:: Requirement ::
Please return every line in the entries below with the word "before" in it.

:: Task input ::

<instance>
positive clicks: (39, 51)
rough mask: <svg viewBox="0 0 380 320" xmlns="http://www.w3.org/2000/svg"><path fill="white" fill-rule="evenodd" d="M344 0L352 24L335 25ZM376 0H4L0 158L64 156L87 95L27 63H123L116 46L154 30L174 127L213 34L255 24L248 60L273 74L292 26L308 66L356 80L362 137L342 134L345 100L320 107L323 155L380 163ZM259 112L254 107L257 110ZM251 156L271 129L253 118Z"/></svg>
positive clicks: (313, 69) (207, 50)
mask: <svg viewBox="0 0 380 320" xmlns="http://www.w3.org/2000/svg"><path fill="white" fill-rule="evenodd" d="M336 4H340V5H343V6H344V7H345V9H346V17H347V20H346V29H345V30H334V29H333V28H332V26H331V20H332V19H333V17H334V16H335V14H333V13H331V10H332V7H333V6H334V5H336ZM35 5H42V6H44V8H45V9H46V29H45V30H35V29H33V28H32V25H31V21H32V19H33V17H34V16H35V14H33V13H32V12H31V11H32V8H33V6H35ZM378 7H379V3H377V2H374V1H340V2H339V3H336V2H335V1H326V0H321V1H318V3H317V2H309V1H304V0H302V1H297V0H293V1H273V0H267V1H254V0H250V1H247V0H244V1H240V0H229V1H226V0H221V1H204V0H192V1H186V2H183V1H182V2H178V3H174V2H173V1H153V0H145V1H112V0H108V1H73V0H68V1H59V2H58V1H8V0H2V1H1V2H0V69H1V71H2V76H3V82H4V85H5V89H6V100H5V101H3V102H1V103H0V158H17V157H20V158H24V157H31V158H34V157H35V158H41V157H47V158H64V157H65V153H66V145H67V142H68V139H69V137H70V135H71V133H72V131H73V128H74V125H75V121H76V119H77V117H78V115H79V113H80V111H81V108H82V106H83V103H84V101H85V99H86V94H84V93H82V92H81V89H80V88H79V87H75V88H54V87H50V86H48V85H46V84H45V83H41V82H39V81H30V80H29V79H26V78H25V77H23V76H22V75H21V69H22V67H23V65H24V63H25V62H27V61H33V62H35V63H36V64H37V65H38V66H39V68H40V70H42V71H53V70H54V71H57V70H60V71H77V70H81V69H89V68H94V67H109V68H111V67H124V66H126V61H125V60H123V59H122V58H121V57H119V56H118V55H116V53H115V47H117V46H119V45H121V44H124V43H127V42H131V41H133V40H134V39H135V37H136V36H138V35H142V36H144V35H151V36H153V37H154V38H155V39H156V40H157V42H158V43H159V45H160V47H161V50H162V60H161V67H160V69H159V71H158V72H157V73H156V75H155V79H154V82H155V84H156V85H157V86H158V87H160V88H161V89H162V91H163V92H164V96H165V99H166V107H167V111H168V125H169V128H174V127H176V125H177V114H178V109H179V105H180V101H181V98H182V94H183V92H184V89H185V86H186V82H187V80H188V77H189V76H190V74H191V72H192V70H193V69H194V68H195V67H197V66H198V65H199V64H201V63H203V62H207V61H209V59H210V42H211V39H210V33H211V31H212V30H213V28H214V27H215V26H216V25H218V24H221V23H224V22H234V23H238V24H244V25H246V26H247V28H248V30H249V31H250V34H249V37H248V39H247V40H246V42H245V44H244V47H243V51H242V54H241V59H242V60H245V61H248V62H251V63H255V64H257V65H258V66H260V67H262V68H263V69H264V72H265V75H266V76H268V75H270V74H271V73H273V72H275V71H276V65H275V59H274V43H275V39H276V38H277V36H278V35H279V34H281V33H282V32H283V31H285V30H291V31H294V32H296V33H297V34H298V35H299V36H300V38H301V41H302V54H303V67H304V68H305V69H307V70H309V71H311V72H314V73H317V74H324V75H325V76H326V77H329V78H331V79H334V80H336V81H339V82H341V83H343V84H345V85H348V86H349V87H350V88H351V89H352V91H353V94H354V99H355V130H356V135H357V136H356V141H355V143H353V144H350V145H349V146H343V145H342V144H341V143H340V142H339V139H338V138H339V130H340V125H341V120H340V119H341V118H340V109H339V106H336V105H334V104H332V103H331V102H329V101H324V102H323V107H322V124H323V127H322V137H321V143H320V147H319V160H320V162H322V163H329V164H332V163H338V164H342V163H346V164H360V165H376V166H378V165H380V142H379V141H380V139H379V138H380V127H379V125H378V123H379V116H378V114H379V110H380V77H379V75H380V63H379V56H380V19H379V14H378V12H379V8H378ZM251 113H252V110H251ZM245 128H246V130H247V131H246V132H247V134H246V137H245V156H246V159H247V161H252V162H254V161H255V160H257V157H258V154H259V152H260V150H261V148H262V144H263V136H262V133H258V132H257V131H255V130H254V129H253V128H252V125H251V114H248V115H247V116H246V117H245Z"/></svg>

---

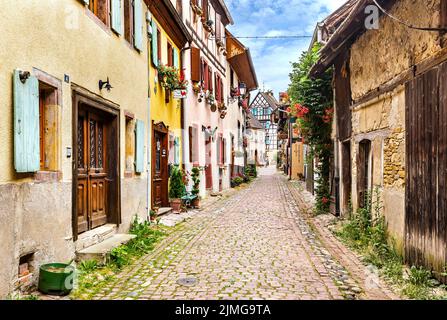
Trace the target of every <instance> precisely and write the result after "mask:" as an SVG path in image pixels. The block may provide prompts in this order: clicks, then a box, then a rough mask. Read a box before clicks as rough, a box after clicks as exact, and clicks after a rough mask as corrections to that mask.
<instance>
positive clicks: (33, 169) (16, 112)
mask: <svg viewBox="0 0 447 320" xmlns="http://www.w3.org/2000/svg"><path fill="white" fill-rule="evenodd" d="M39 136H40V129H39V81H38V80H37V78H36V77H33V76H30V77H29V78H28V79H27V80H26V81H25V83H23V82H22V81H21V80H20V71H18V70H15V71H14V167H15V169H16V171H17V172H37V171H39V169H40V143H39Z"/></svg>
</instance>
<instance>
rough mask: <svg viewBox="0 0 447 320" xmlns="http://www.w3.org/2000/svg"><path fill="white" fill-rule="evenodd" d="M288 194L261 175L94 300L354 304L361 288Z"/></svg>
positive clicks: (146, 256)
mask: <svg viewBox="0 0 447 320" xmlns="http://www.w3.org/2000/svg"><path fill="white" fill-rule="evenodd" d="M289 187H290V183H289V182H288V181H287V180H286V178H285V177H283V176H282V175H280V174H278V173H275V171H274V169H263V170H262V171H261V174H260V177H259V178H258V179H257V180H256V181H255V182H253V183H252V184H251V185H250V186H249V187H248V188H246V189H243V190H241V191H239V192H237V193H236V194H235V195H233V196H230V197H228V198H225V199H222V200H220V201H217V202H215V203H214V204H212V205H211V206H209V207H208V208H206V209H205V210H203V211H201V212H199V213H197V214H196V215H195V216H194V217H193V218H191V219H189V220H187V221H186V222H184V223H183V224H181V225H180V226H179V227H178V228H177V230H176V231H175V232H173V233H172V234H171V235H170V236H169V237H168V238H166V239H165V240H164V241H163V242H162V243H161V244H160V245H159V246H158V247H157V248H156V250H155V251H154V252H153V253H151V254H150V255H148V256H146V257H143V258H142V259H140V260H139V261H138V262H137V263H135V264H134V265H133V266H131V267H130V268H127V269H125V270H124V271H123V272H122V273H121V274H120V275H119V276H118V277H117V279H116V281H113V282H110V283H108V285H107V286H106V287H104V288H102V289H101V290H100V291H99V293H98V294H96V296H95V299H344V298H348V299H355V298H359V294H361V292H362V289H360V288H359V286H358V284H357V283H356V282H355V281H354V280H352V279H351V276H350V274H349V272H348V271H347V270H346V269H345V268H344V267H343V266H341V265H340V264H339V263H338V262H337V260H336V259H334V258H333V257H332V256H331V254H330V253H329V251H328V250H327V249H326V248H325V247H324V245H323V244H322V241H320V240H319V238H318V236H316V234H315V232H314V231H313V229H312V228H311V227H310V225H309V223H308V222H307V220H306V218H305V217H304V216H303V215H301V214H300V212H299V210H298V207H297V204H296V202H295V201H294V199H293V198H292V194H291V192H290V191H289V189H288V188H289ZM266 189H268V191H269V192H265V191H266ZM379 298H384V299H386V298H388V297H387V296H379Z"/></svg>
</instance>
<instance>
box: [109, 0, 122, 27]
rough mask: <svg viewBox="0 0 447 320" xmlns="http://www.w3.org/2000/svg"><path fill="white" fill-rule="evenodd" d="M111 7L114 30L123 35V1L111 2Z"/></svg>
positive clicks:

...

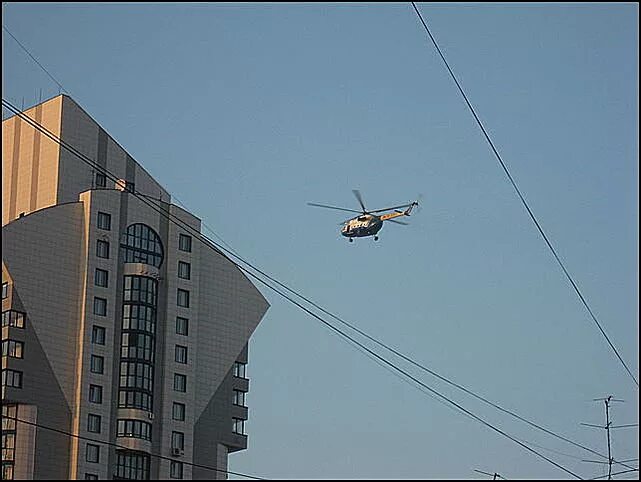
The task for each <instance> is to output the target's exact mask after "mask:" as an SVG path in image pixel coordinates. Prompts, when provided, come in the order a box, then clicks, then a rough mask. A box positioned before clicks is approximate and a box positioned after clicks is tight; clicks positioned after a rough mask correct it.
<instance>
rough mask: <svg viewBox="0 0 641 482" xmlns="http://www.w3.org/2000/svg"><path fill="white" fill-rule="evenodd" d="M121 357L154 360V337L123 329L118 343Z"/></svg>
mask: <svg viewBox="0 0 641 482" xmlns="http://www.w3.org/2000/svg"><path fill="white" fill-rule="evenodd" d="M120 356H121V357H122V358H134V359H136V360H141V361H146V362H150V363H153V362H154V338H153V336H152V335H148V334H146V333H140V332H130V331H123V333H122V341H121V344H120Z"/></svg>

:: Solved problem ::
Trace the target of every <instance> precisely and write the result after "mask:" as an SVG path in image pixels. The block may provide prompts in this order: clicks, then a box, then a rough mask. Read a box before clicks as rough, a box after clicks as exact, and clicks after a rough mask as corrections to that mask.
The task for each <instance> is to output the target's exact mask after "mask:" as an SVG path in image pixel coordinates. Prompts, when provided, come in the order a box, then clicks, then a rough mask. A box positioned before clicks is approximate and a box positioned after clicks is tight; clicks positioned after a rough mask correct it.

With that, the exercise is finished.